──────── Selected extract ────────

On the ordinary conception of physical objects as dynamic agents completely describable in physico-chemical terms, physicalism is absurd. But Dewey’s position is saved from this absurdity by a radical reinterpretation of the physical world.[27] Matter, or the physical, is not itself an event or existence. Natural existence is a world of events. These events, at the lowest level we know them, are characterized by the external interactions we call physical. But natural existence involves much more than this and reveals its basic traits more fully in its later developed effects — i.e., in life and mind — than in the mere physical order. So a physical event is always a natural existence involving potentialities that are more than physical. And it is for this reason that a “red” or a “dry” quality may be able to exercise a selective power over patterns of energy organization.
Thus “natural existence” is regarded as containing the “potentialities” of feeling, willing and thinking, only waiting for the appropriate structure of physical events to “release” them. This is a metaphysical theory very closely akin to that which will later be presented as necessary also to activism. But Dewey insists upon the dependence of life, feeling and thought upon physical events in a way that is not necessitated by such a metaphysic. The recognition that there is something in natural events besides their physical character is covered by the vague word “potentialities,” and no inquiry is made as to whether any further light can be cast on these. The claim is made that somehow “natural events [ p. 226 ] having matter as a character. ‘ cause ’ life and mind.” [28] Yet it is admitted that this is so marvelous as to be miraculous.
That things should be able to pass from the plane of external pushing and pulling to that of revealing themselves to man, and thereby to themselves, and that the fruit of communication should be participation, sharing, is a wonder by the side of which transubstantiation pales.[29]
This marvel, however, would cease to be miraculous if we could discover in mental process an observable factor that is neither a physical process nor a physical quality, nor any mere relation between these. For then, without committing the metaphysical crime of inventing an entity to fill a gap in our theory, we would have something to point to as the factor that mediates between the quality (such as pain) and the physico-chemical process of the nervous system. We should have to admit that such a factor could be actually observed only by each person within himself, and that its presence could only be securely inferred in other persons and to a lesser degree in the higher animals. But there would be no reason to believe that it first came into being at the point in nature where we first find evidence of it, and that it must have been miraculously produced by natural events containing nothing akin to it. Since the “basic traits of natural existence” — to use Dewey’s term — must necessarily be recognized to include more than merely its physical characteristics, there would be every reason to believe that the nonphysical factor discovered in experience is one of them.

──────── Entries supplied ────────

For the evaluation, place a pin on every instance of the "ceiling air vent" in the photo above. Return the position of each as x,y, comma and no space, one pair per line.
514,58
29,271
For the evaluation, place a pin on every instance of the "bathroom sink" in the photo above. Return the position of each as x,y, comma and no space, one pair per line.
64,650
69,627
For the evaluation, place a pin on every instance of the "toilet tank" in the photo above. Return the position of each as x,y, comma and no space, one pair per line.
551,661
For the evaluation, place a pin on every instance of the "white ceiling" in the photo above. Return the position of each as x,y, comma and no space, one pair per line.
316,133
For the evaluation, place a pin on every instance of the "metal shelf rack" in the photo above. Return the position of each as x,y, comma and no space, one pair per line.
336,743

────────

• Work to complete:
[a] According to the passage on Dewey, why might a "red" or a "dry" quality be able to exercise a selective power over patterns of energy organization? Answer in one to three sentences.
[b] Copy the passage on Dewey between "On the ordinary" and "of energy organization.", inclusive.
Use only the passage on Dewey, not the material.

• Replies:
[a] A physical event is always a natural existence with potentialities that go beyond the physical. Natural existence is a world of events that reveals its basic traits more fully in its later developed effects, life and mind, than in the mere physical order.

[b]
On the ordinary conception of physical objects as dynamic agents completely describable in physico-chemical terms, physicalism is absurd. But Dewey’s position is saved from this absurdity by a radical reinterpretation of the physical world.[27] Matter, or the physical, is not itself an event or existence. Natural existence is a world of events. These events, at the lowest level we know them, are characterized by the external interactions we call physical. But natural existence involves much more than this and reveals its basic traits more fully in its later developed effects — i.e., in life and mind — than in the mere physical order. So a physical event is always a natural existence involving potentialities that are more than physical. And it is for this reason that a “red” or a “dry” quality may be able to exercise a selective power over patterns of energy organization.